* OFFENE AUFGABEN *
**a)** Welche Tätigkeit übte Johannes Likar laut dem Textabschnitt über sein Inseljahr vor seinem freiwilligen Exil aus?
**b)** Setze den Textabschnitt über Johannes Likars Inseljahr im Anschluss an seinen letzten Satz fort.

An der Art, wie Likar von Extremerlebnissen in der Wildnis erzählt, lässt sich ablesen, dass der Salzburger auch angesichts von Herausforderungen wie beinah abgefrorenen Zehen durch unvorsichtiges Barfußgehen im Schnee oder einer nächtlichen Begegnung mit einem aggressiven Wildschwein nie die Nerven verlor: „Du brauchst eben einen guten Kontakt zu deiner inneren Stimme, um in keine unkontrollierte Panik zu fallen. Wenn du mit solchen Herausforderungen konfrontiert bist, musst du in den Dialog mit deiner inneren Stimme treten.“ In seinem Inseljahr hatte Johannes Likar ausreichend Gelegenheit, Intuition und verschüttete Instinkte freizulegen.
Als Likar, der vor seinem freiwilligen Exil als Fernsehcutter und Filmemacher tätig war, auf einem Luftbild einen See mit rund 16 Inseln im schwedischen Dalsland entdeckte, fühlte sich der Ort mit intuitiver Gewissheit richtig an. Bald stand sein Entschluss fest, „meine Veränderungsscheu zu überwinden“. Schemenhaft hatte die Entscheidung sich bereits angekündigt. In seinem Tagebuch schreibt Likar über diesen Prozess: „Was für eine fremdartige Idee. Es fühlt sich an, als wenn man einem wilden Tier etwas zu fressen zuwirft. Ein vorsichtiges Annähern, man würde es gern nehmen, ist aber noch zu unsicher, sich darauf einzulassen.“
Das Experiment, ein Jahr lang allein in einem Zelt auf einer unbewohnten Insel zu leben, die nur per Kanu zu erreichen ist, begann im Mai 2019, wurde aber durch die Coronapandemie deutlich verlängert – und endete auf einem Floß am Weg durch die Seenlandschaft und in einer Beziehung, die inzwischen wieder in die Brüche gegangen ist: „Nach dem Ende der Floßreise, wo alles zwischen uns gepasst hatte, war der Aufprall in der Realität vielleicht doch zu hart. Es war wahrscheinlich für mich zu früh, nach so langer Einsamkeit wieder zu zweit zu sein.“ Likar, der im Geist einer christlichen Religionsgemeinschaft groß geworden ist, hat bereits einiges an extremen Naturtrips hinter sich – Aufwärmrunden für das spätere Inselabenteuer.

* EXTRAHIERTE ANGABEN *

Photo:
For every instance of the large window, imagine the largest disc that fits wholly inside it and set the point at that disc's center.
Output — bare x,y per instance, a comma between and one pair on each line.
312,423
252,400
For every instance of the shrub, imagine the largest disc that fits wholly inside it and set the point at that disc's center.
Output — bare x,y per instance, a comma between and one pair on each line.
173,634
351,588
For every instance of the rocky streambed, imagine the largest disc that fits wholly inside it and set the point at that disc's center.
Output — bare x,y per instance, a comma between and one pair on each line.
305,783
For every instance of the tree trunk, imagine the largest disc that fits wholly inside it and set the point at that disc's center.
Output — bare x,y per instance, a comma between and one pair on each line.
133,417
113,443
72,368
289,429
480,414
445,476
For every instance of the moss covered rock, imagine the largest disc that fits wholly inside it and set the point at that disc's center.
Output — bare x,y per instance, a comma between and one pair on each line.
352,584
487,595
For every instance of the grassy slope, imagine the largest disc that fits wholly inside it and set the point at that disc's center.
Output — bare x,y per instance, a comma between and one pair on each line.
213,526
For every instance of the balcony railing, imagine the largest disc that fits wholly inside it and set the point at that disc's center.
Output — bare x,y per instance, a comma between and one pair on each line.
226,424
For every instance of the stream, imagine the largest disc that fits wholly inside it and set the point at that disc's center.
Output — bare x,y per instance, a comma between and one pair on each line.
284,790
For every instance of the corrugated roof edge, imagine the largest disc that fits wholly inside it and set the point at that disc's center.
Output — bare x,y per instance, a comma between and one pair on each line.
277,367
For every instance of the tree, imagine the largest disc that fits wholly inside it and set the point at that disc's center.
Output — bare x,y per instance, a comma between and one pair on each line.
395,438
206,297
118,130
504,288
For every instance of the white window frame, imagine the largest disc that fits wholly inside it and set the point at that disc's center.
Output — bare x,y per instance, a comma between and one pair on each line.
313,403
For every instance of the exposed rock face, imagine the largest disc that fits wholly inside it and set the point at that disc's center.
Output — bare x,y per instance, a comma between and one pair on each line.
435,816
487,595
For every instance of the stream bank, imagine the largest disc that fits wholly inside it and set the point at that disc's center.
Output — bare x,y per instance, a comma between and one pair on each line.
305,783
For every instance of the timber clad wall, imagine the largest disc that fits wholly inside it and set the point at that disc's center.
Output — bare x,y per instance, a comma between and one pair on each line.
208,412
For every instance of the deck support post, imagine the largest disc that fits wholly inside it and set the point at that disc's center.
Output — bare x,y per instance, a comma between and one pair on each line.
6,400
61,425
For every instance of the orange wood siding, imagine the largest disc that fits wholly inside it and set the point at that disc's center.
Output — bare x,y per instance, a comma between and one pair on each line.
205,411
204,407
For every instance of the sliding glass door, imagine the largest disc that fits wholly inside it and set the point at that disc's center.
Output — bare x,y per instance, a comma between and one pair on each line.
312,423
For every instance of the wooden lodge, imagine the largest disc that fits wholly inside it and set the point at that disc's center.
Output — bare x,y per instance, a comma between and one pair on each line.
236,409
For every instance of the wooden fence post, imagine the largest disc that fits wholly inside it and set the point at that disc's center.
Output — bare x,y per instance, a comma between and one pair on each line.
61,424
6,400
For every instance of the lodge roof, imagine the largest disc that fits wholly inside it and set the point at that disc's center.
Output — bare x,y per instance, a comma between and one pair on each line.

* ERGEBNISSE JE AUFGABE *
**a)** Er war als Fernsehcutter und Filmemacher tätig.

**b)**
Um seinen 30. Geburtstag „mit einer gewissen Wichtigkeit aufzuladen“, hatte er bereits 2018 sein Auto mit seiner Winterausrüstung bepackt und steuerte von Salzburg aus in Richtung schwedischer Norden: „Ich hatte damals das Gefühl, dass schon zu viel Zeit verstrichen war, in der ich einfach in den Tag hineingelebt hatte. Und dass das Leben an mir irgendwie vorbeizog.“
Sein Ziel, der wegen seiner unberührten Wildnis legendäre Sarek-Nationalpark im Norden Schwedens, in dem motorisierte Fahrzeuge verboten sind, erstreckt sich über 2000 Quadratkilometer. Minustemperaturen im zweistelligen Bereich sind dort im Winter Alltag. Deswegen dient das Gelände häufig als Übungsplatz für Menschen, die eine Grönlandeisdurchquerung auf ihrer Bucket List stehen haben. Allein das Packen des Pulkas, des Transportschlittens, nahm aufgrund der Kälte erhebliche Zeit in Anspruch. Jeder tiefe Atemzug, jede entblößte Hautstelle musste vermieden werden, einem toten Rentier am Wegesrand sollten viele lebende folgen. Die Temperatur von minus neun Grad im Tunnelzelt empfand Likar als regelrecht „behaglich“ im Kontrast zu den minus 20 Grad draußen. Der Lärm des Benzinkochers wirkte in der totalen Stille nahezu beruhigend.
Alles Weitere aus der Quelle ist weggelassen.